Short exercise
Give the stretch from the start of the records through the line containing "[(572, 236), (375, 352), (553, 208)]" again, switching every "coordinates" to "positions" and leaving everything else unchanged. Leave the pictures out.

Dataset entries
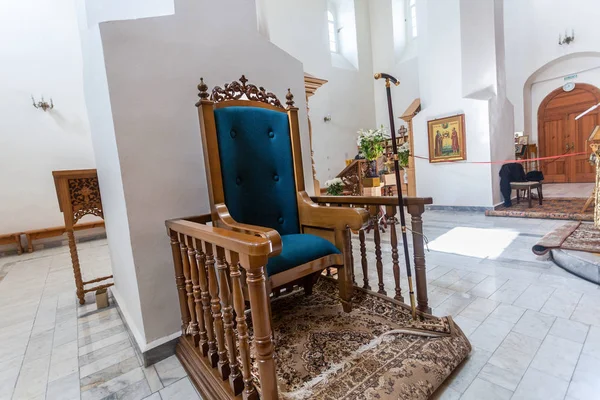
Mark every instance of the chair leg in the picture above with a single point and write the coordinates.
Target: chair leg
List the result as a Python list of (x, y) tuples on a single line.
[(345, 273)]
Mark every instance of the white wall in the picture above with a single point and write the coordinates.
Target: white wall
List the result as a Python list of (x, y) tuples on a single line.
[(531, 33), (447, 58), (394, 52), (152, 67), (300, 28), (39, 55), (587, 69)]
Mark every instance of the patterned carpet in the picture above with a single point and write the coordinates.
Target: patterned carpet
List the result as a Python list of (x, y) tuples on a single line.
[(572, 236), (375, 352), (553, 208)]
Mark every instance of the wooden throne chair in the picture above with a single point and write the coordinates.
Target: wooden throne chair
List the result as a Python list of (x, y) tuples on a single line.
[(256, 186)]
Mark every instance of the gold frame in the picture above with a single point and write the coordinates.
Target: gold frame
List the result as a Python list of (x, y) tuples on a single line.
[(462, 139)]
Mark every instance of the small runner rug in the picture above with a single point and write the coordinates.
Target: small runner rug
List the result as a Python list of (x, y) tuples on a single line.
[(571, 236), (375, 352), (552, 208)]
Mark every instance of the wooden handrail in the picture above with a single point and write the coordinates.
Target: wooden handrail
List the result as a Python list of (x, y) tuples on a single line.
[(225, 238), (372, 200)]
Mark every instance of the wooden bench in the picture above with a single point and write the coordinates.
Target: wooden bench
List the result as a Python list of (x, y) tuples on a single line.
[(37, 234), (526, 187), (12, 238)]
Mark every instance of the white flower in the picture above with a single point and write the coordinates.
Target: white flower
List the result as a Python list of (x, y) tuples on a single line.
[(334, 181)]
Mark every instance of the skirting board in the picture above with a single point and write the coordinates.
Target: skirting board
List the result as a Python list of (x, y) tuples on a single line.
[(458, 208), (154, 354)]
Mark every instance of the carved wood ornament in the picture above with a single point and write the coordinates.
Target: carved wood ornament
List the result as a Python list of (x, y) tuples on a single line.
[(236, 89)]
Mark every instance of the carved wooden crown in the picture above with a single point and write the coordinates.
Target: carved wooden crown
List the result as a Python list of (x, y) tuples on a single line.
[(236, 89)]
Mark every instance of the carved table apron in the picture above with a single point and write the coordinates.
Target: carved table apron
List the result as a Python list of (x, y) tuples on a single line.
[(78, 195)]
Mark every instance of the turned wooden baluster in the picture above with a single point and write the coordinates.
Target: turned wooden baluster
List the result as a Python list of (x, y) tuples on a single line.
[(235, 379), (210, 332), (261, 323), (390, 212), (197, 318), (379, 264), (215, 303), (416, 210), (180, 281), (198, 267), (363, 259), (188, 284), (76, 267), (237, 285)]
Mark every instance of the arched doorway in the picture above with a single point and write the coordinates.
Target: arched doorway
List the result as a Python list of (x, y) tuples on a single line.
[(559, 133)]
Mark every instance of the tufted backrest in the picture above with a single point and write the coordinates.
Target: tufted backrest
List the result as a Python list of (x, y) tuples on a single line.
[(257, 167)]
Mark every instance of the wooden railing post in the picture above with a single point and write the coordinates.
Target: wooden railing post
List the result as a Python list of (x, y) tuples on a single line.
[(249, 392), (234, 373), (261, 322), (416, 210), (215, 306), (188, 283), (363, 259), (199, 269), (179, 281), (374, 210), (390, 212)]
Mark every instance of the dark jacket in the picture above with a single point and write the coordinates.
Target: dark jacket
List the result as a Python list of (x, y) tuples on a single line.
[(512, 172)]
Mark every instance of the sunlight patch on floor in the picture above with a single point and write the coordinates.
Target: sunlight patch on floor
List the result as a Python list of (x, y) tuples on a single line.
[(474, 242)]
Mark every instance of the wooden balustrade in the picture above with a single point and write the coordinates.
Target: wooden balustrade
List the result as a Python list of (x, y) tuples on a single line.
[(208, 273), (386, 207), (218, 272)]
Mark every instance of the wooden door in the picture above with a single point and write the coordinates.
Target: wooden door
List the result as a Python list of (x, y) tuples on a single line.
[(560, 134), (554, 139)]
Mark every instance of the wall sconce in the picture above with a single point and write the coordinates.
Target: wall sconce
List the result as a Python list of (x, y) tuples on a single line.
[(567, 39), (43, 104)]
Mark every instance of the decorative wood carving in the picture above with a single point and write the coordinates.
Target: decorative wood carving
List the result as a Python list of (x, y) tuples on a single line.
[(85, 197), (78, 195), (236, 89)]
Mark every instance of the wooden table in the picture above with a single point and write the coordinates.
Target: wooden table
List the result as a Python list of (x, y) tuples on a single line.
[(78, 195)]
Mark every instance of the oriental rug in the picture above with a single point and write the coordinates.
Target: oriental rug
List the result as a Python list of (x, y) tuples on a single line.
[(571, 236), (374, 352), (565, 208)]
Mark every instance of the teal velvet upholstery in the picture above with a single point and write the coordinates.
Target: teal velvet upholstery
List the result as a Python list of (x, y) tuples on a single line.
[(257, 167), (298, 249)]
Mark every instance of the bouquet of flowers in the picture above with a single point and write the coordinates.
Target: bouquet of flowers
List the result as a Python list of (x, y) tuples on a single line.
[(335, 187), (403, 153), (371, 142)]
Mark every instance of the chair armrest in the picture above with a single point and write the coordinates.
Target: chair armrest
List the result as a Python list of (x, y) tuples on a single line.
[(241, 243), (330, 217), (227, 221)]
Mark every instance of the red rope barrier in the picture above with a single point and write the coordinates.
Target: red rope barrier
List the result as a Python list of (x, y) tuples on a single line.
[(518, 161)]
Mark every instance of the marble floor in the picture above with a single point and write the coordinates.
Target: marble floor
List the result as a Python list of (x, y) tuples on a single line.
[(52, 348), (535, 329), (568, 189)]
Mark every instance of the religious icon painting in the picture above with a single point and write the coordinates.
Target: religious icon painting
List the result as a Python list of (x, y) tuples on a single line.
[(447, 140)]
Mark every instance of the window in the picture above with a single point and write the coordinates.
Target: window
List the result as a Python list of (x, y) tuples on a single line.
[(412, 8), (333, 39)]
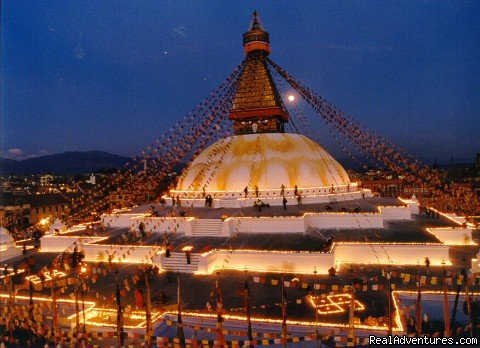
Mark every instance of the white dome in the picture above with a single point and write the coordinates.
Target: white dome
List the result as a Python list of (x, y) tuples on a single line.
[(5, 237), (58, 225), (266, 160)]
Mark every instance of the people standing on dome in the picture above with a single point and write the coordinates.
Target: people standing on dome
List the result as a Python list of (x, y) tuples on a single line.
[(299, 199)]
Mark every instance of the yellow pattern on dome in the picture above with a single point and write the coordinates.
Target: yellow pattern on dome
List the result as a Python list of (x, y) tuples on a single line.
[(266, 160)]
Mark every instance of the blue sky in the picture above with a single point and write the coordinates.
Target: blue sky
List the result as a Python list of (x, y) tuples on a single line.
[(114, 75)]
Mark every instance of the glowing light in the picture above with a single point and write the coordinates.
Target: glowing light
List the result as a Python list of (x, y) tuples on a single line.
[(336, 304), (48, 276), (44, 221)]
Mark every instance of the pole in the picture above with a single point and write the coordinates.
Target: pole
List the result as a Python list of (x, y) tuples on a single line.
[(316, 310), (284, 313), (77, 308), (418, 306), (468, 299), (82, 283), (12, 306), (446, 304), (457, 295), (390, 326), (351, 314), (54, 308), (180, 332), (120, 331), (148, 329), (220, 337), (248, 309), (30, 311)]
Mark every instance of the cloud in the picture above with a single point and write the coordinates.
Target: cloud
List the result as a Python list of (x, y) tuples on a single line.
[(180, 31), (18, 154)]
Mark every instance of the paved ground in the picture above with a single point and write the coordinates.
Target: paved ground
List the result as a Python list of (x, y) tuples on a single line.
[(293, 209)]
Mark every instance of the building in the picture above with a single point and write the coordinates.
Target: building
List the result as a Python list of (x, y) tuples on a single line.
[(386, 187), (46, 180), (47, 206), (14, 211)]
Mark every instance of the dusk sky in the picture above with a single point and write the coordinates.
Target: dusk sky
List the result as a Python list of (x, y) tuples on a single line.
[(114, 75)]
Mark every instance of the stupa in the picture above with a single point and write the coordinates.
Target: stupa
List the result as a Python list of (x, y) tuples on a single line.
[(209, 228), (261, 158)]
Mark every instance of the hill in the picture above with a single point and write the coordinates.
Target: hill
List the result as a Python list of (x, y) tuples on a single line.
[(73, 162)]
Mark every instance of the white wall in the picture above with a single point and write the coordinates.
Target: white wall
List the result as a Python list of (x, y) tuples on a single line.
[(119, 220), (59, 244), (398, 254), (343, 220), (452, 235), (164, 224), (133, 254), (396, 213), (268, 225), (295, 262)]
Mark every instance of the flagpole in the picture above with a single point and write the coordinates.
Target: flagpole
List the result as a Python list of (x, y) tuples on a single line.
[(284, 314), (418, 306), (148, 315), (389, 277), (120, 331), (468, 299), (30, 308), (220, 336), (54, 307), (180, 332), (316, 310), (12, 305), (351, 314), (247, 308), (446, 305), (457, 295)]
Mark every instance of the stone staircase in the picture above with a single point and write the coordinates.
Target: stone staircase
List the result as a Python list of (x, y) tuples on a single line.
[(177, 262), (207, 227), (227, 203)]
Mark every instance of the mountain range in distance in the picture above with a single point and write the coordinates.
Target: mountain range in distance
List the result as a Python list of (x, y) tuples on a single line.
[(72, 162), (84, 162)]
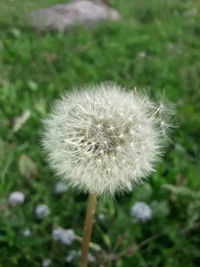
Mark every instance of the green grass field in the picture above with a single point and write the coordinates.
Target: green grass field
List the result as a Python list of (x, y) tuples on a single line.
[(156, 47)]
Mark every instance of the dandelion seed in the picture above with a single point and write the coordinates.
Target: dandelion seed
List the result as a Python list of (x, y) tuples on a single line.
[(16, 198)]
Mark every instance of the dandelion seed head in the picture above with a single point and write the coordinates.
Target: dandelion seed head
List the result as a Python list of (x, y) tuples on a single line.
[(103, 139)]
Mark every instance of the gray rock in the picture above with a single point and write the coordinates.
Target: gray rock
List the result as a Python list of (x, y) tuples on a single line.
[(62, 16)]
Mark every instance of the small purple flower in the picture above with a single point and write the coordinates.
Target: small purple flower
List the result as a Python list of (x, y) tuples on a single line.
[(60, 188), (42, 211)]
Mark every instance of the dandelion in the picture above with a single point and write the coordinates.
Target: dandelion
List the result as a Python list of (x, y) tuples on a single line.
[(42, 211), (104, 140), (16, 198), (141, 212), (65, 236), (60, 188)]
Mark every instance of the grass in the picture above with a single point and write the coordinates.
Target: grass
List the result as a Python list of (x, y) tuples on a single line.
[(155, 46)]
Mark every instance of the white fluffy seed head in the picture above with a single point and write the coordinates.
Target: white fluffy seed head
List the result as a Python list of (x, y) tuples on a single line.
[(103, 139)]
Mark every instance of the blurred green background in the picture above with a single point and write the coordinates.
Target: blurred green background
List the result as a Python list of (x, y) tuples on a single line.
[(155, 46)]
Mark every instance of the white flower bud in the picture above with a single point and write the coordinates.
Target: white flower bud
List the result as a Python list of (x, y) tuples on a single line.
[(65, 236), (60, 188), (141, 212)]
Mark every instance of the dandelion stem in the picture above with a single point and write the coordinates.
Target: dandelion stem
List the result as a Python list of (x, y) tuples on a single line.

Complete response
Mark every instance of the chair leg in the picture above with a single point and write the positions.
Target: chair leg
List the result as a Python list of (x, y) tuples on a single line.
[(345, 273)]
Mark every instance of the white wall in the picture above with a single point and write the positions.
Target: white wall
List the result as a Python list of (x, y) tuples on a single line.
[(531, 33), (447, 58), (394, 52), (152, 67), (300, 28), (39, 55), (587, 69)]
Mark every instance of the patterned carpet in the picture above with a single point and write the positions.
Target: patterned carpet
List the result as a Python list of (x, y) tuples on a single line.
[(572, 236), (375, 352), (553, 208)]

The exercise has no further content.